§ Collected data
--- START ---

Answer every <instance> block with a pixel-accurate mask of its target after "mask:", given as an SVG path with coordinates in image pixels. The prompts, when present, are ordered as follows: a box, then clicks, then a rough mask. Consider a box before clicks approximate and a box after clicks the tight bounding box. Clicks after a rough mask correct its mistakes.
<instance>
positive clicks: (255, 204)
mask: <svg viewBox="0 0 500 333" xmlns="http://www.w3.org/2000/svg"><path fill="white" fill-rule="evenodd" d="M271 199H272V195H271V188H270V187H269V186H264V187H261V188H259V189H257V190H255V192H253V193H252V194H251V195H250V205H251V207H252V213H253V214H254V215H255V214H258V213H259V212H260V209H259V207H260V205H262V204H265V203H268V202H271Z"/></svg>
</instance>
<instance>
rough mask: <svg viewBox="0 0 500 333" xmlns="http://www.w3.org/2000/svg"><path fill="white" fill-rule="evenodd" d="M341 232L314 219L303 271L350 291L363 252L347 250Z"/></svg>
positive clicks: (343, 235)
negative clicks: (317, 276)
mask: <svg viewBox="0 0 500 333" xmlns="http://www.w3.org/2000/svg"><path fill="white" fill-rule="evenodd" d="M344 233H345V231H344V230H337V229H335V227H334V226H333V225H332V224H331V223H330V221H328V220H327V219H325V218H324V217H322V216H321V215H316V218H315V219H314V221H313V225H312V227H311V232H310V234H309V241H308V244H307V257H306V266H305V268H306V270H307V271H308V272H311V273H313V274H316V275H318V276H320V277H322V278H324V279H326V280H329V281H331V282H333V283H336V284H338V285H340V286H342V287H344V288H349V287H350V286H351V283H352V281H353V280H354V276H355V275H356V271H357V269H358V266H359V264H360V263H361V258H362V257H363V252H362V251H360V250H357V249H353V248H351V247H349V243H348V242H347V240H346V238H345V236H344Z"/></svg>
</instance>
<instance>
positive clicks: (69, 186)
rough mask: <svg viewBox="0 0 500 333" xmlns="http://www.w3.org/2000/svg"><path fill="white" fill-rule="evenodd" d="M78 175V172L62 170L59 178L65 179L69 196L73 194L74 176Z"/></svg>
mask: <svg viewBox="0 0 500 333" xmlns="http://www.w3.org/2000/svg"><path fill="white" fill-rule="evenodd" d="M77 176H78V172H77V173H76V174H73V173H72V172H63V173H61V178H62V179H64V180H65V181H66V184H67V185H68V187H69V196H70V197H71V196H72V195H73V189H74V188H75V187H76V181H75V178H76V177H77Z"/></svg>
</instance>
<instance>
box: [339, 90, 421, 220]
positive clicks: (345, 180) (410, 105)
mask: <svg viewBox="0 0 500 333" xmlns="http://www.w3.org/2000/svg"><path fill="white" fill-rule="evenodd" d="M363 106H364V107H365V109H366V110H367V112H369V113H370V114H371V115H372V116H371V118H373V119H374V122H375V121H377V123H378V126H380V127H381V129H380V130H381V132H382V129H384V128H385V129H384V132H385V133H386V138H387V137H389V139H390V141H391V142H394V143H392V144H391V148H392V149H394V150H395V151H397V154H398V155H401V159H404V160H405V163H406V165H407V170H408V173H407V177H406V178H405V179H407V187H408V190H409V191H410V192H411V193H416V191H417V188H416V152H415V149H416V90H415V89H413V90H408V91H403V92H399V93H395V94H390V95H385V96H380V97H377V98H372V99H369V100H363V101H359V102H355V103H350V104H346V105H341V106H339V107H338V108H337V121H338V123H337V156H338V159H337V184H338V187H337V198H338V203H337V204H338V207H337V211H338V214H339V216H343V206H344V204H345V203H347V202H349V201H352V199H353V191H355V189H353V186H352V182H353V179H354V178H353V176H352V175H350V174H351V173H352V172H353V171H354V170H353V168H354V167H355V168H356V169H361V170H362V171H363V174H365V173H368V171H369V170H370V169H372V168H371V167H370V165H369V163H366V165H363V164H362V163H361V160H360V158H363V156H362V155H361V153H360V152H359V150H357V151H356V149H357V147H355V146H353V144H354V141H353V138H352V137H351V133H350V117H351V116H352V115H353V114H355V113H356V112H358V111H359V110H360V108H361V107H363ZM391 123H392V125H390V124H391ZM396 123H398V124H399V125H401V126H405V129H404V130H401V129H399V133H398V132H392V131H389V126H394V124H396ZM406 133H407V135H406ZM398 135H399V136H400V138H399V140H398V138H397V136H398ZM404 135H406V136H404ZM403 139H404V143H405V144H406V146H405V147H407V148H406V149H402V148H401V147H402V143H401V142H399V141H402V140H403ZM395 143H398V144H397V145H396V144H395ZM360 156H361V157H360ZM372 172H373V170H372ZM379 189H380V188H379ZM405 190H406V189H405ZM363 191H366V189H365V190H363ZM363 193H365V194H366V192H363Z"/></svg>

--- END ---

§ Prompt
Could you render every line of the records above as a numbered list, leaving out any blank lines?

§ Result of the exercise
1. Answer every <instance> block with a pixel-accurate mask of its target after "mask:", given as an SVG path with coordinates in image pixels. The prompts, when present, are ordered as follows: a box, then clicks, then a rough mask. Consider a box before clicks approximate and a box after clicks the tight bounding box. Clicks after a rough mask correct its mistakes.
2. <instance>
3. positive clicks: (255, 204)
4. mask: <svg viewBox="0 0 500 333" xmlns="http://www.w3.org/2000/svg"><path fill="white" fill-rule="evenodd" d="M271 199H272V195H271V188H270V187H269V186H264V187H261V188H259V189H257V190H255V192H253V193H252V194H251V195H250V205H251V207H252V213H253V214H254V215H255V214H258V213H259V212H260V209H259V207H260V205H262V204H265V203H268V202H271Z"/></svg>
5. </instance>
6. <instance>
7. rough mask: <svg viewBox="0 0 500 333" xmlns="http://www.w3.org/2000/svg"><path fill="white" fill-rule="evenodd" d="M341 232L314 219L303 271L350 291L363 252L347 250Z"/></svg>
8. positive clicks: (343, 235)
9. negative clicks: (317, 276)
10. mask: <svg viewBox="0 0 500 333" xmlns="http://www.w3.org/2000/svg"><path fill="white" fill-rule="evenodd" d="M344 233H345V231H344V230H337V229H335V227H334V226H333V225H332V224H331V223H330V221H328V220H327V219H325V218H324V217H322V216H321V215H316V218H315V219H314V221H313V225H312V227H311V232H310V234H309V241H308V244H307V257H306V266H305V268H306V270H307V271H308V272H311V273H313V274H316V275H318V276H320V277H322V278H324V279H326V280H329V281H331V282H333V283H336V284H338V285H340V286H342V287H344V288H349V287H350V286H351V283H352V281H353V280H354V276H355V275H356V271H357V269H358V266H359V264H360V263H361V258H362V257H363V252H362V251H360V250H357V249H353V248H351V247H349V243H348V242H347V240H346V238H345V236H344Z"/></svg>
11. </instance>
12. <instance>
13. positive clicks: (69, 186)
14. rough mask: <svg viewBox="0 0 500 333" xmlns="http://www.w3.org/2000/svg"><path fill="white" fill-rule="evenodd" d="M78 175V172L62 170L59 178L65 179L69 196L73 194L74 176Z"/></svg>
15. mask: <svg viewBox="0 0 500 333" xmlns="http://www.w3.org/2000/svg"><path fill="white" fill-rule="evenodd" d="M77 176H78V172H77V173H76V174H73V173H72V172H63V173H61V178H62V179H64V180H65V181H66V184H67V185H68V187H69V196H70V197H71V196H72V195H73V189H74V188H75V187H76V181H75V178H76V177H77Z"/></svg>
16. </instance>
17. <instance>
18. box: [339, 90, 421, 220]
19. positive clicks: (345, 180) (410, 105)
20. mask: <svg viewBox="0 0 500 333" xmlns="http://www.w3.org/2000/svg"><path fill="white" fill-rule="evenodd" d="M363 106H364V107H365V109H366V110H367V112H369V113H370V114H371V115H372V116H371V118H373V119H374V122H375V121H377V123H378V126H380V127H381V129H380V130H381V132H382V129H384V128H385V129H384V132H385V133H386V138H387V137H389V139H390V141H391V142H394V143H392V144H391V148H392V149H394V150H395V151H397V154H398V155H401V159H404V160H405V163H406V165H407V170H408V173H407V177H406V178H405V179H407V187H408V190H409V191H410V192H411V193H416V191H417V188H416V152H415V149H416V90H415V89H413V90H408V91H403V92H399V93H395V94H390V95H385V96H380V97H377V98H372V99H369V100H363V101H359V102H355V103H350V104H346V105H341V106H339V107H338V108H337V121H338V123H337V156H338V159H337V184H338V187H337V198H338V203H337V204H338V207H337V211H338V214H339V216H343V206H344V204H345V203H347V202H349V201H352V199H353V191H355V189H353V186H352V182H353V179H354V178H353V176H352V175H350V174H351V173H352V172H353V171H354V170H353V168H354V167H355V168H356V169H361V170H362V171H363V174H365V173H368V171H369V170H370V169H372V168H371V167H370V165H369V163H366V165H363V164H362V163H361V160H360V158H363V156H362V155H361V153H360V152H359V150H357V151H356V149H357V147H355V146H353V144H354V141H353V138H352V137H351V133H350V117H351V116H352V115H353V114H355V113H356V112H358V111H359V110H360V108H361V107H363ZM391 123H392V125H390V124H391ZM396 123H398V124H399V125H401V126H405V129H404V130H401V129H399V133H398V132H392V131H389V126H394V124H396ZM406 133H407V135H406ZM398 135H399V136H400V138H399V140H398V138H397V136H398ZM404 135H406V136H404ZM403 139H404V143H405V144H406V146H405V147H407V148H406V149H402V148H401V147H402V143H401V142H399V141H402V140H403ZM395 143H398V144H397V145H396V144H395ZM360 156H361V157H360ZM372 172H373V170H372ZM379 189H380V188H379ZM405 190H406V189H405ZM363 191H366V189H365V190H363ZM363 193H365V194H366V192H363Z"/></svg>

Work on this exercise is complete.